EXCERPTED TEXT>
>>>>>
Project sites:
http://www.cs.washington.edu/education/courses/cse490f/07wi/project_files/camera/
http://panlingual.org/ (hosted by Utilika Foundation)
Report URLs:
http://www.cs.washington.edu/education/courses/cse490f/07wi/project_files/camera/rereproto/
http://panlingual.org/rereproto/
We report here a pilot usability study of a device-based prototype of the user interface for a panlingual camera phone.
The panlingual camera phone will be an application running on a camera-equipped mobile telephone. The application will support the task of understanding written and printed texts in all languages everywhere in the world. A person who sees a text, such as a street sign, protest placard, movie title, or restaurant menu, can photograph the text with the camera and request a translation of it. The application utilizes user preferences, on-device functionalities, remote servers, and human service providers to (1) identify the original language, (2) recognize the text in the image, (3) determine the part of the text to be translated, (4) determine the language into which to translate the text, (5) translate the text, and (6) display the translation to the user. Steps 2 and 3 can optionally be bypassed when the user enters text manually or selects text from an existing document. An optional alternate input source is any existing image that contains text.
After developing and testing low- and medium-fidelity prototypes on paper and computer monitors, we created a prototype of the user interface on an illustrative mobile telephone. The new prototype incorporated some revisions based on prior user testing. It also was more realistic that its predecessors because it ran on an actual mobile device. This prototype, unlike its predecessors, permitted users to take real photographs, select photographs from a library for translation, enter text as input for translation, and check and correct the application's recognition of text found in images. After this increment in prototyping, the interface was ready for additional user testing. The experiment we report here was a pilot study for such an experiment. Its purpose was to test and revise our procedure before we conduct a study with more participants.
We conducted the study on five participants, selected as a convenience sample from acquaintances and strangers encountered in a student computer laboratory. All five participants were students. Their ages ranged from 19 to 23 years. All reported using mobile telephones, and all reported they had experience taking photographs with mobile telephones. Obviously, our sample was less heterogeneous than it should have been, but nonetheless, as we shall describe, exhibited substantial variation in performance success. The detailed participant data are in Appendix 3.
<<<<<
DATA EXCERPTS>
>>>>>
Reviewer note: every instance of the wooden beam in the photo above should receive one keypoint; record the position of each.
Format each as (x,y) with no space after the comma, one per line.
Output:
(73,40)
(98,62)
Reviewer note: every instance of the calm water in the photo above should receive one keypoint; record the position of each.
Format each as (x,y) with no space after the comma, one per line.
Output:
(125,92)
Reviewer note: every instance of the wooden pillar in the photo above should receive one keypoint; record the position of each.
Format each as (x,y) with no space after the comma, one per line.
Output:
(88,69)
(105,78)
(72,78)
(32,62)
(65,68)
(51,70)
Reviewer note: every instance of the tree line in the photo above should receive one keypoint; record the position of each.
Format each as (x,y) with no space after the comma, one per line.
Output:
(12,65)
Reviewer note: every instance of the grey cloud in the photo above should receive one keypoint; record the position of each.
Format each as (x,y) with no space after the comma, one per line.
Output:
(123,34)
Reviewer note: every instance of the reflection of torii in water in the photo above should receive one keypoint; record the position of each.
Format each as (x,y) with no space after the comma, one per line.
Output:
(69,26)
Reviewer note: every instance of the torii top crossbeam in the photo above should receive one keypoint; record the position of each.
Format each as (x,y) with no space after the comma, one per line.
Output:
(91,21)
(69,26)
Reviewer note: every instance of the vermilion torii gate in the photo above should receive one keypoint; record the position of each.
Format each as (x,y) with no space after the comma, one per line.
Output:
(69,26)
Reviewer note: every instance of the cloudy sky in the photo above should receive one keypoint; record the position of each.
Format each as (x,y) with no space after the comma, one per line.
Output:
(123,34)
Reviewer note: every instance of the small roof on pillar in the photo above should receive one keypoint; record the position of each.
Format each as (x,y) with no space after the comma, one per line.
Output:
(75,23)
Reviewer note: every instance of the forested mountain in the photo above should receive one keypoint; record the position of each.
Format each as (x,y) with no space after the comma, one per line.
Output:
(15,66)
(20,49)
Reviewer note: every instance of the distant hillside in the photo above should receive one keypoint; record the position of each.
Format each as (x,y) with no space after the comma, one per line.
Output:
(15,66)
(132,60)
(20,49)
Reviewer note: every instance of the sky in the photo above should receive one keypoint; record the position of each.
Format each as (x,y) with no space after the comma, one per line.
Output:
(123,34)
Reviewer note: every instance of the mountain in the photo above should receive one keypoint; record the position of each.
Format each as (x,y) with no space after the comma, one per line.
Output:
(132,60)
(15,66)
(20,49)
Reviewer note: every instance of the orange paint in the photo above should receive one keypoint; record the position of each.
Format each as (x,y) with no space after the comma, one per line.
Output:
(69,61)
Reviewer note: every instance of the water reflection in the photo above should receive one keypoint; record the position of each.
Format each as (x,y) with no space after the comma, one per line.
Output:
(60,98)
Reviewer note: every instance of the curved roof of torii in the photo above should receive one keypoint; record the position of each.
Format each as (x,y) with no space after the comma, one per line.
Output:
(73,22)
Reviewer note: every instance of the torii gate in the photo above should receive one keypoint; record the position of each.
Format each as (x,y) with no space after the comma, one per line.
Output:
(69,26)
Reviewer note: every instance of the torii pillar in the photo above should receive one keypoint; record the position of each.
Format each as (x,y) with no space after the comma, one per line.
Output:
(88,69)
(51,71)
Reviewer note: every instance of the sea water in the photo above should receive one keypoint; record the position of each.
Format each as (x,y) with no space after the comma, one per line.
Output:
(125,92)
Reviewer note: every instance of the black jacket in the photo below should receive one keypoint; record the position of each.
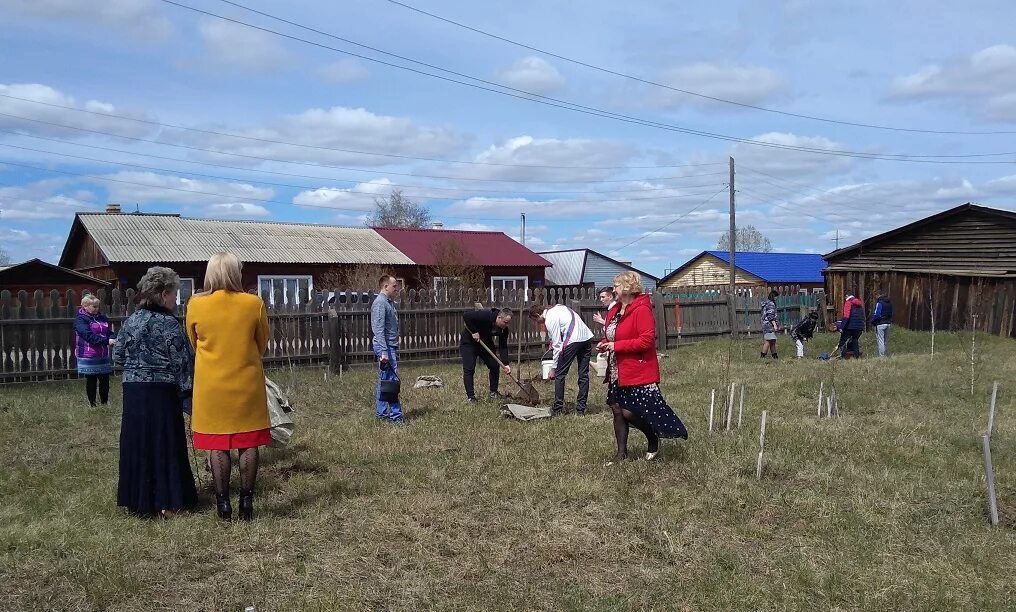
<<<<<
TO-DO LIST>
(a) Answer each question from the camera phone report.
(i) Which two steps can be bypassed when the user enters text manually or selects text from an existing document?
(ii) On what kind of device was the new prototype of the user interface created?
(iii) What was the age range of the participants?
(b) Write a continuation of the camera phone report, starting after its final sentence.

PER-TASK OUTPUTS>
(a)
(i) Recognizing the text in the image and determining the part of the text to be translated (steps 2 and 3).
(ii) An illustrative mobile telephone.
(iii) 19 to 23 years.

(b)
The client device was a Cingular 8125 mobile communication device, equipped with a 1.3-megapixel camera, a 39-key alphanumeric keyboard, a 320 x 240 color touch-sensitive display, a stylus, and multi-protocol communication. Its operating system was Windows Mobile 5.0. We simulated the on-device services, remote server, and remote human service providers with a server application running on a portable computer operated by one of the experimenters.


We instructed our participants to attempt to perform three tasks with the device. The instructions were as follows:
Task 1: Understanding something around you. Suppose you want to understand what a sign says. This device will let you take a picture of that sign and get a translation into English. Please try this now.
Task 2: Making yourself understood. Suppose you want to give a note to somebody near you who can understand only Hattanese. Think of something to say ("Is there a good restaurant around here?" or whatever else you want). With this device, you can enter your message in English and get it translated into Hattanese, so you can show it to the other person. Please do that now.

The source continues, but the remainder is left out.